Image point annotation entries >>

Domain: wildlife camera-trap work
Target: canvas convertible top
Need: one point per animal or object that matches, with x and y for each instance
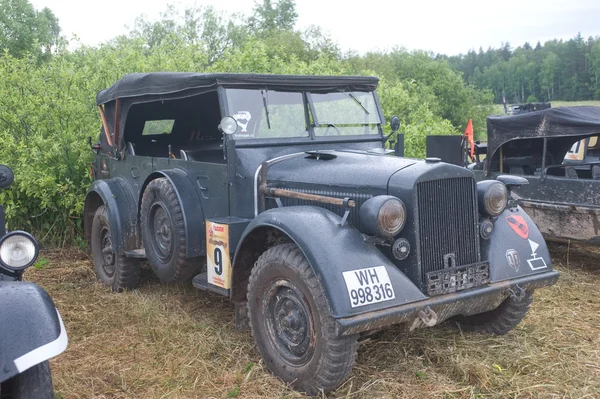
(552, 122)
(159, 84)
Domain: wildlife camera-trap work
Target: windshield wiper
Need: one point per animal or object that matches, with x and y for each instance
(352, 96)
(265, 104)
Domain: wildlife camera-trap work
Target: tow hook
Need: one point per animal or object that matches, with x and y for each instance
(426, 316)
(517, 294)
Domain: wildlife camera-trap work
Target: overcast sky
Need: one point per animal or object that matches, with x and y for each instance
(441, 26)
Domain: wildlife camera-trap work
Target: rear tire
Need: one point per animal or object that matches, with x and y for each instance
(292, 324)
(33, 383)
(500, 320)
(114, 270)
(163, 233)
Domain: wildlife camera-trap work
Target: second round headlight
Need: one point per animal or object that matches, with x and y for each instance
(493, 197)
(383, 215)
(18, 250)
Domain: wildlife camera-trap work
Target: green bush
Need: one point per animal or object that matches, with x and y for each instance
(47, 110)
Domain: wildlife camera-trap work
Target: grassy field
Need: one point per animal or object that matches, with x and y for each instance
(172, 341)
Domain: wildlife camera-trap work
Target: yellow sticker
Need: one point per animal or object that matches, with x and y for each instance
(218, 263)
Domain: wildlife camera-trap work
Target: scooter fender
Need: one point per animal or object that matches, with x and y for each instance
(516, 247)
(341, 259)
(31, 329)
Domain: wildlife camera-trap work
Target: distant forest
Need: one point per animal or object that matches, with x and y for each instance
(557, 70)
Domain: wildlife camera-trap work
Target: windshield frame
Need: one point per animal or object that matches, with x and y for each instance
(309, 110)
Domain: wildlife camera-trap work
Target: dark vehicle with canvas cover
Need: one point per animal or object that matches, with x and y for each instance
(557, 151)
(31, 330)
(282, 186)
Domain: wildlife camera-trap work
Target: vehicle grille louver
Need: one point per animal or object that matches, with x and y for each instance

Exercise objective >> How many lines in the items above contain the string "vehicle", with case counting? Reply with the number alone.

Written answer >> 2